Retype the records below exactly as they stand, but with no images.

··· Extracted material

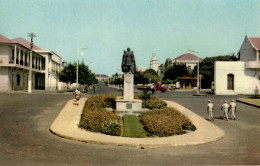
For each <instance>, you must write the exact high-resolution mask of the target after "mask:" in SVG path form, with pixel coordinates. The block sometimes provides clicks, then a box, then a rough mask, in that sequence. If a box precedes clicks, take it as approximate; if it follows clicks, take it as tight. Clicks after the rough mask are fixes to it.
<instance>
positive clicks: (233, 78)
mask: <svg viewBox="0 0 260 166" xmlns="http://www.w3.org/2000/svg"><path fill="white" fill-rule="evenodd" d="M227 89H228V90H234V74H228V75H227Z"/></svg>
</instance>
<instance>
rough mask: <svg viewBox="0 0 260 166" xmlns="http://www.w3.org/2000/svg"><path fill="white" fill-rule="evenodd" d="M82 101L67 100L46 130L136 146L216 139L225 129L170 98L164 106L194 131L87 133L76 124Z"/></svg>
mask: <svg viewBox="0 0 260 166" xmlns="http://www.w3.org/2000/svg"><path fill="white" fill-rule="evenodd" d="M85 100H86V98H82V99H81V100H80V104H79V106H76V105H74V104H73V103H74V102H73V100H70V101H69V102H68V103H67V104H66V105H65V107H64V108H63V110H62V111H61V112H60V114H59V115H58V117H57V118H56V119H55V121H54V122H53V123H52V125H51V127H50V131H51V132H52V133H54V134H56V135H58V136H60V137H63V138H68V139H72V140H77V141H82V142H93V143H100V144H114V145H119V146H122V145H124V146H133V147H139V148H156V147H165V146H185V145H196V144H202V143H207V142H213V141H217V140H219V139H221V138H222V137H223V136H224V135H225V132H224V131H223V130H222V129H220V128H219V127H217V126H216V125H214V124H213V123H211V122H208V121H206V120H205V119H204V118H202V117H200V116H198V115H197V114H195V113H193V112H192V111H190V110H188V109H186V108H184V107H183V106H181V105H179V104H177V103H175V102H171V101H166V102H167V105H168V106H169V107H174V108H176V109H177V110H179V111H180V112H182V113H183V114H184V115H186V116H187V117H189V119H190V120H191V121H192V123H193V124H194V125H195V126H196V127H197V130H196V131H193V132H189V133H186V134H183V135H176V136H170V137H152V138H129V137H119V136H110V135H105V134H101V133H94V132H89V131H86V130H84V129H81V128H79V127H78V123H79V120H80V116H81V113H82V109H83V106H84V103H85Z"/></svg>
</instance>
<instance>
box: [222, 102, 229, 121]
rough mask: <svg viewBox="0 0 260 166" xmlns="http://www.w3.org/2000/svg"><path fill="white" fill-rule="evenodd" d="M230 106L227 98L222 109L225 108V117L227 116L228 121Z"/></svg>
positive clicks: (223, 117) (226, 119) (227, 120)
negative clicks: (229, 106)
mask: <svg viewBox="0 0 260 166" xmlns="http://www.w3.org/2000/svg"><path fill="white" fill-rule="evenodd" d="M228 108H229V105H228V103H227V100H225V102H224V104H223V105H222V107H221V110H223V109H224V116H223V118H226V121H228Z"/></svg>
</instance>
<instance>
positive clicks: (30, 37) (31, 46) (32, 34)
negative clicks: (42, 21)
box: [27, 33, 36, 49]
mask: <svg viewBox="0 0 260 166" xmlns="http://www.w3.org/2000/svg"><path fill="white" fill-rule="evenodd" d="M27 36H28V37H30V38H31V49H32V48H33V37H36V34H35V33H28V35H27Z"/></svg>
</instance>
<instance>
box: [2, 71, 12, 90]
mask: <svg viewBox="0 0 260 166" xmlns="http://www.w3.org/2000/svg"><path fill="white" fill-rule="evenodd" d="M10 90H11V86H10V83H9V75H8V68H6V67H0V92H6V91H10Z"/></svg>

······

Reply to the task:
For each <instance>, you must write the exact high-resolution mask of the target after "mask:" in SVG path form, with pixel coordinates. The block sometimes provides clicks, then a box, then a rough mask, in that sequence. If a box precedes clicks, take it as approximate; if it follows clicks, take it as tight. Clicks after the rough mask are fixes to it.
<instance>
positive clicks: (233, 78)
mask: <svg viewBox="0 0 260 166" xmlns="http://www.w3.org/2000/svg"><path fill="white" fill-rule="evenodd" d="M227 89H228V90H234V74H228V75H227Z"/></svg>
</instance>
<instance>
rough mask: <svg viewBox="0 0 260 166" xmlns="http://www.w3.org/2000/svg"><path fill="white" fill-rule="evenodd" d="M82 101L67 100L46 130L136 146L216 139L225 129L170 98L164 106L194 131L87 133L76 124Z"/></svg>
mask: <svg viewBox="0 0 260 166" xmlns="http://www.w3.org/2000/svg"><path fill="white" fill-rule="evenodd" d="M85 100H86V98H82V99H81V100H80V104H79V106H76V105H74V104H73V103H74V102H73V100H70V101H69V102H68V103H67V104H66V105H65V107H64V108H63V110H62V111H61V112H60V114H59V115H58V117H57V118H56V119H55V121H54V122H53V123H52V125H51V127H50V131H51V132H52V133H54V134H56V135H58V136H60V137H63V138H68V139H72V140H77V141H82V142H93V143H100V144H114V145H119V146H122V145H124V146H133V147H139V148H156V147H165V146H185V145H196V144H202V143H207V142H213V141H217V140H219V139H221V138H222V137H223V136H224V135H225V132H224V131H223V130H222V129H220V128H219V127H217V126H216V125H214V124H213V123H211V122H208V121H206V120H205V119H204V118H202V117H200V116H198V115H197V114H195V113H193V112H192V111H190V110H188V109H186V108H184V107H183V106H181V105H179V104H177V103H175V102H171V101H166V102H167V105H168V106H169V107H174V108H176V109H177V110H179V111H180V112H182V113H183V114H184V115H186V116H187V117H189V119H190V120H191V121H192V123H193V124H194V125H195V126H196V127H197V130H196V131H193V132H189V133H186V134H183V135H176V136H170V137H152V138H129V137H119V136H110V135H105V134H101V133H94V132H89V131H86V130H84V129H81V128H79V127H78V123H79V120H80V116H81V113H82V109H83V106H84V103H85Z"/></svg>
</instance>
<instance>
box: [222, 102, 229, 121]
rough mask: <svg viewBox="0 0 260 166" xmlns="http://www.w3.org/2000/svg"><path fill="white" fill-rule="evenodd" d="M230 106L227 98L222 109L225 108V117L227 116L228 121Z"/></svg>
positive clicks: (223, 117) (226, 119) (227, 120)
negative clicks: (229, 106)
mask: <svg viewBox="0 0 260 166" xmlns="http://www.w3.org/2000/svg"><path fill="white" fill-rule="evenodd" d="M228 108H229V105H228V103H227V100H225V102H224V104H223V105H222V107H221V110H223V109H224V116H223V118H226V121H228Z"/></svg>
</instance>
<instance>
positive clicks: (30, 37) (31, 46) (32, 34)
negative clicks: (42, 21)
box: [27, 33, 36, 49]
mask: <svg viewBox="0 0 260 166" xmlns="http://www.w3.org/2000/svg"><path fill="white" fill-rule="evenodd" d="M27 36H28V37H30V38H31V49H32V48H33V37H36V34H35V33H28V35H27Z"/></svg>
</instance>
<instance>
box: [2, 71, 12, 90]
mask: <svg viewBox="0 0 260 166" xmlns="http://www.w3.org/2000/svg"><path fill="white" fill-rule="evenodd" d="M10 90H11V86H10V83H9V75H8V68H6V67H0V92H6V91H10Z"/></svg>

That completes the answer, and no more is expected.